— Begin Record set —
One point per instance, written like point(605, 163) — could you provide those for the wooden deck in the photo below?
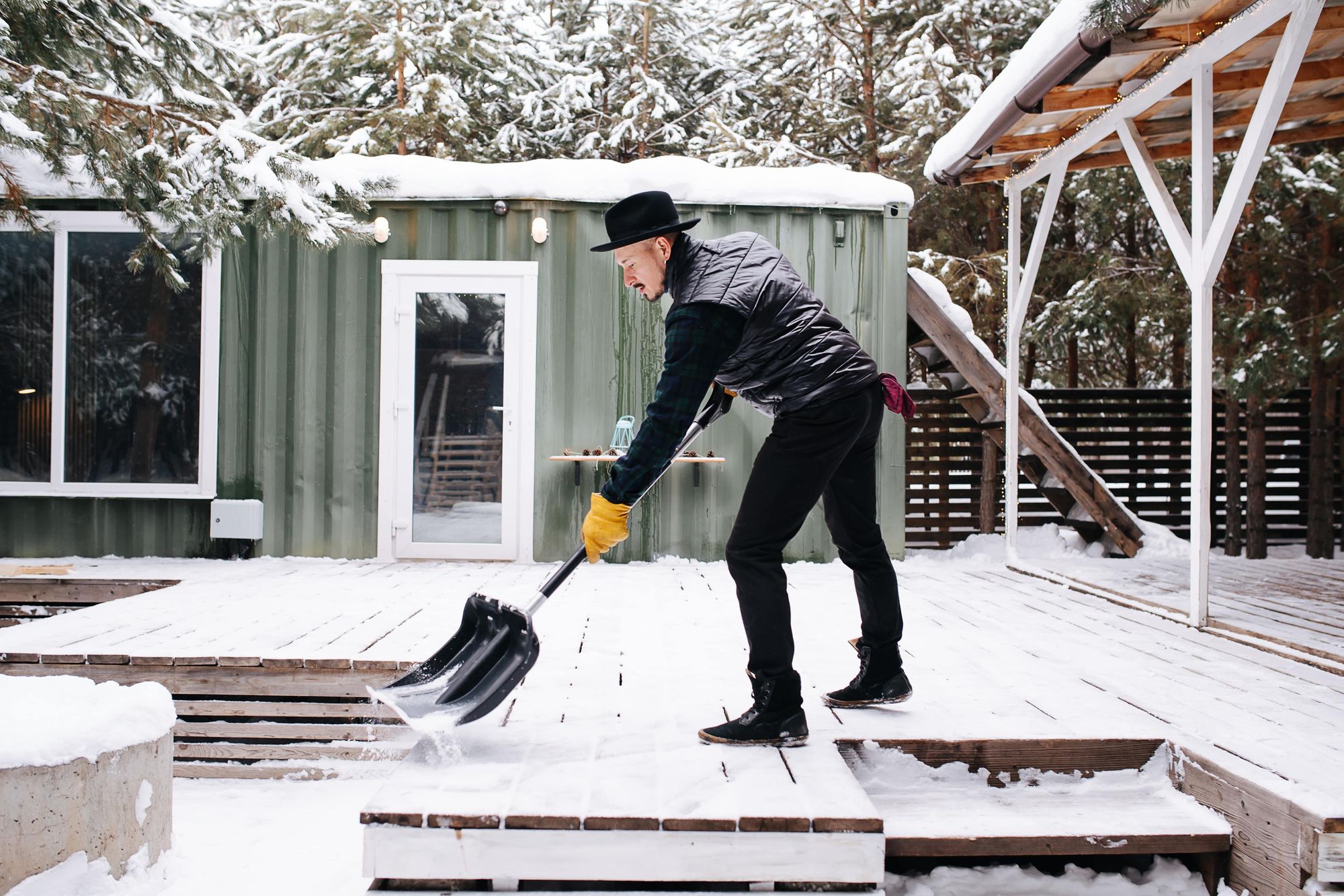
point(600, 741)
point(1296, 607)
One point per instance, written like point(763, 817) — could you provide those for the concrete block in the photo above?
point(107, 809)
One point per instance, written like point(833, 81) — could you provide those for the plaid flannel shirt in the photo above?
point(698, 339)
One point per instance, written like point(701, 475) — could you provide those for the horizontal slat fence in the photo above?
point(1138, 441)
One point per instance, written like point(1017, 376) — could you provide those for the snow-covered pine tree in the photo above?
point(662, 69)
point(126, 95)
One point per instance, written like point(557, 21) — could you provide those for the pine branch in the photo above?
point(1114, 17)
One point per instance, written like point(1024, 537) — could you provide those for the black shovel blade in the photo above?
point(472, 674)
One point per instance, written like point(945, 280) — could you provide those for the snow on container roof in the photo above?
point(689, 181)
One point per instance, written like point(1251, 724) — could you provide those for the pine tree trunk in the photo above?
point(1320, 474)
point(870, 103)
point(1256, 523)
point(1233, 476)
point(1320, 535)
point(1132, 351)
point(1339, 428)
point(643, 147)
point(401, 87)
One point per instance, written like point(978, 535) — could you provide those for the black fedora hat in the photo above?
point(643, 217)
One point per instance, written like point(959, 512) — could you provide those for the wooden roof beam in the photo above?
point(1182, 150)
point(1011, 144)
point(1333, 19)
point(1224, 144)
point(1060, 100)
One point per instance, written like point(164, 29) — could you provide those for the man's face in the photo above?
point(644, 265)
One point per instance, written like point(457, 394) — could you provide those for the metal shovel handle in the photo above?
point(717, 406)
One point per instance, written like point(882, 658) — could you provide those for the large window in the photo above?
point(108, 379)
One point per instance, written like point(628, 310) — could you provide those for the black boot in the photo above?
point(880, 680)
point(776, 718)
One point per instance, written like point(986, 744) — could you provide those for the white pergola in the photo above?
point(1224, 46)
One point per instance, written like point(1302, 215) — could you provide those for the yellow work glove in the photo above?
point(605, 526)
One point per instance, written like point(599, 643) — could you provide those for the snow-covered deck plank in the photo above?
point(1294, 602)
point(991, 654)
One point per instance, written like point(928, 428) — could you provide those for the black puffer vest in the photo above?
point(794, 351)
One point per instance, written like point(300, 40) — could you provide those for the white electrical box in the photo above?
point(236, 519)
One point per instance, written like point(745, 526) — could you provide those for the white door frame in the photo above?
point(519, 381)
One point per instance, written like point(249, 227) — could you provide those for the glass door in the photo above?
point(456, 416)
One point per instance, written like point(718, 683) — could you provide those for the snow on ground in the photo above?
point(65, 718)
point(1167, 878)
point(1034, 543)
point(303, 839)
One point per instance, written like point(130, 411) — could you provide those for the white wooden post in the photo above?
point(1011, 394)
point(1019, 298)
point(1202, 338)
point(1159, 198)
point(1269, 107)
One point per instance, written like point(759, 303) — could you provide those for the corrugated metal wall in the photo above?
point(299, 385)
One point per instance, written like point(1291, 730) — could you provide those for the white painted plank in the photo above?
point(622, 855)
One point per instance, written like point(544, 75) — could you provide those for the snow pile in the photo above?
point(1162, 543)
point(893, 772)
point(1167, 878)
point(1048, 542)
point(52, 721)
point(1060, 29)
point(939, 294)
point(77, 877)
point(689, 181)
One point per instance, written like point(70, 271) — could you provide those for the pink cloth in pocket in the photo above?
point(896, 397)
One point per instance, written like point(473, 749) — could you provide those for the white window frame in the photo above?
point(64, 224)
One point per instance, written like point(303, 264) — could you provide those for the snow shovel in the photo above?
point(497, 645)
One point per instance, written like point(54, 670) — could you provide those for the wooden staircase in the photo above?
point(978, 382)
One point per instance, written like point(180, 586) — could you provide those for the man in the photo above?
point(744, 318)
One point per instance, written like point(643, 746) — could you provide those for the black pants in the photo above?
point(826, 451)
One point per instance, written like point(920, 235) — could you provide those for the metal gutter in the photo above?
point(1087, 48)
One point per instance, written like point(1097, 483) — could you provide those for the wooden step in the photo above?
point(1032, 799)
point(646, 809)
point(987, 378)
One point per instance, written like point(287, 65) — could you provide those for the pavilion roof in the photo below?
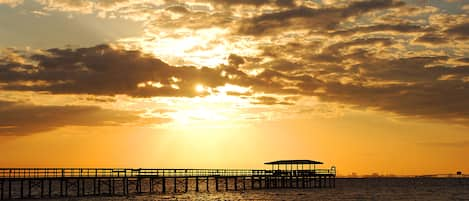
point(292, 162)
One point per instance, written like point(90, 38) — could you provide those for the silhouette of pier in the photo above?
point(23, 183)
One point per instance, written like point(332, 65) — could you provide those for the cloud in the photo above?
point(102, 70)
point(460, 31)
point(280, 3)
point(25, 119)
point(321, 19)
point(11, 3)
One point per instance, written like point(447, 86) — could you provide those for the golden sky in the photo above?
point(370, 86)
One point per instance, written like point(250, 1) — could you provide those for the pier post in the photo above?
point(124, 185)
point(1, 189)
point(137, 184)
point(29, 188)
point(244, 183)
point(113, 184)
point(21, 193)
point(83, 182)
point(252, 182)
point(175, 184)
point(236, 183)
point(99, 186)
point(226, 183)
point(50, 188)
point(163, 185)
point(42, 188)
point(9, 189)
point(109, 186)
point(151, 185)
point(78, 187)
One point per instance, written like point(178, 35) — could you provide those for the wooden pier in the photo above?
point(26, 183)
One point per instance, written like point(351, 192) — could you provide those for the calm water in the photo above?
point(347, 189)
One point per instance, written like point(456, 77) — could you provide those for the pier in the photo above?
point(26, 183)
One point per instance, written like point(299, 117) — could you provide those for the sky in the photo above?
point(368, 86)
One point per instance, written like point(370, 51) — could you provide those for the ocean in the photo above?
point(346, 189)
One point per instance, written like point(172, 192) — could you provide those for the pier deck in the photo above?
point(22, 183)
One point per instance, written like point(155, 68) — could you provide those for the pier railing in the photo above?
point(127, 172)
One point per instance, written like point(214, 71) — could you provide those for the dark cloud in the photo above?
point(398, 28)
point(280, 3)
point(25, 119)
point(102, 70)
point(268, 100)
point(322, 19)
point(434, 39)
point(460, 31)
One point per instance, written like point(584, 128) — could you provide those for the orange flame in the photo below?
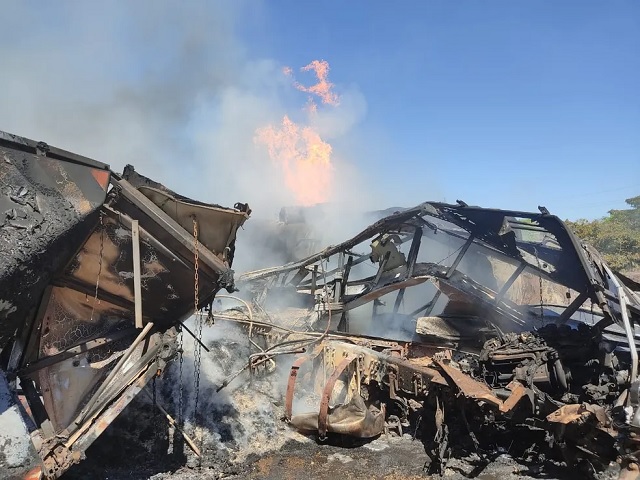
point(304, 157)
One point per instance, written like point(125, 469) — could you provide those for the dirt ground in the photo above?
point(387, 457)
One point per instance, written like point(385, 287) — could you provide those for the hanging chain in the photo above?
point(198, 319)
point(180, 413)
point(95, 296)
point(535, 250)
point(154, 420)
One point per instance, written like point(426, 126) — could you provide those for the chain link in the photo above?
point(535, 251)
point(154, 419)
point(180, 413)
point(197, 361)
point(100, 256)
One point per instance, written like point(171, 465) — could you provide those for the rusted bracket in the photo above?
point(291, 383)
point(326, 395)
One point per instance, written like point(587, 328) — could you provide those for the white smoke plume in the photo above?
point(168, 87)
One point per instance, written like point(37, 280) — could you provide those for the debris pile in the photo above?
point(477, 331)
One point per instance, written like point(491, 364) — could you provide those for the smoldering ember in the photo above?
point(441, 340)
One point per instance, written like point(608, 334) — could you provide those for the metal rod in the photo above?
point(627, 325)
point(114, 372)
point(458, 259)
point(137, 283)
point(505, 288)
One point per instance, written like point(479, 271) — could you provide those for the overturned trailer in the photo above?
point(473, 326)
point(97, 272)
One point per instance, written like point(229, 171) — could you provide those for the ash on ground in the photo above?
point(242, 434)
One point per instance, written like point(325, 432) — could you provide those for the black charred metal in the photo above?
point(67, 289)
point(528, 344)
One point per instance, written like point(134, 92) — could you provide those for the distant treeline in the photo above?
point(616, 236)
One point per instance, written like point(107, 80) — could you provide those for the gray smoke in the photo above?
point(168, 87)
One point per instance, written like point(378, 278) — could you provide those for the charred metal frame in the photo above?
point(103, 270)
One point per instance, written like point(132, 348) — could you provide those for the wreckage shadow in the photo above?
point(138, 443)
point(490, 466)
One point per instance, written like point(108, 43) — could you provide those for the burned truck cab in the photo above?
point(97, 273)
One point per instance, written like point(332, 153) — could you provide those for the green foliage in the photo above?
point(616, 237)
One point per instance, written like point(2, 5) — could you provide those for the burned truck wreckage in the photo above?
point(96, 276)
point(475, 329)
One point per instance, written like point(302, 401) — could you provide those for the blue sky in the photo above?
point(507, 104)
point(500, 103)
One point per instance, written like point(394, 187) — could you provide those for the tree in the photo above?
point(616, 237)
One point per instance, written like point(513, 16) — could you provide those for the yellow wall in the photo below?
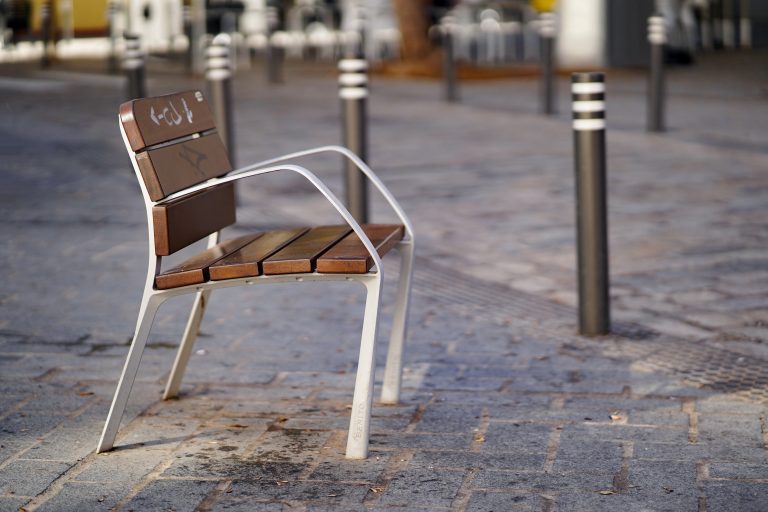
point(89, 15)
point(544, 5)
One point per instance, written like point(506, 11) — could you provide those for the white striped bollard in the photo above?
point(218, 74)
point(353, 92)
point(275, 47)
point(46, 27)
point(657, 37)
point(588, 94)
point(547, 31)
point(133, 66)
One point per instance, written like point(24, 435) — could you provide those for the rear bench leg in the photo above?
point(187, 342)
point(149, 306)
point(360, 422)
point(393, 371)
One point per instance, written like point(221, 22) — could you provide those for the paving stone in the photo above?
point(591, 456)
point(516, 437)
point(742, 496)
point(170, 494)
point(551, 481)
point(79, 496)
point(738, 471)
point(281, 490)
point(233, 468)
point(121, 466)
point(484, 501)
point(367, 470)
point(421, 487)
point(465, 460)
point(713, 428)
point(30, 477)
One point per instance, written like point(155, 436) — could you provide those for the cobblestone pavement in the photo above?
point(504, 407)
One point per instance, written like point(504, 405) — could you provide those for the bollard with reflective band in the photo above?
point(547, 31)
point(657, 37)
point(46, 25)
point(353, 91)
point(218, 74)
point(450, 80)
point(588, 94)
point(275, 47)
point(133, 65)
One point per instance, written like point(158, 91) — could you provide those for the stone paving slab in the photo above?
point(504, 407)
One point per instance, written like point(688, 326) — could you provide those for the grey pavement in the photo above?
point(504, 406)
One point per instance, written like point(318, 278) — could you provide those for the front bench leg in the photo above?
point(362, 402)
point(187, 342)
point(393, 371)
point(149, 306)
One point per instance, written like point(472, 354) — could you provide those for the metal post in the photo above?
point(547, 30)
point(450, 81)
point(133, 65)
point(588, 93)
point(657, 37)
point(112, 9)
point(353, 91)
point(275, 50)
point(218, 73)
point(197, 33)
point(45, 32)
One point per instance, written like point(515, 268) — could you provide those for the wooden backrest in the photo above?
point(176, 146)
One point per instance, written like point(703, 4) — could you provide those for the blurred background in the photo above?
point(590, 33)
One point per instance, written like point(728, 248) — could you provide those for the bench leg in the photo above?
— End Record set —
Can you extract, word for word, the lines between the one containing "One point per instance, written like point(300, 40)" and the one containing "point(303, 839)", both included?

One point per instance, written like point(300, 40) — could you provide those for the white electrical box in the photo above?
point(236, 519)
One point per instance, written like point(745, 526) — could you provide those for the white door frame in the photo above?
point(519, 381)
One point per instance, written like point(249, 227) — could you provide those for the glass door in the photo above?
point(456, 416)
One point per instance, written like point(718, 683) — could you provide those for the snow on ground in the photo above?
point(65, 718)
point(1167, 878)
point(1034, 543)
point(303, 839)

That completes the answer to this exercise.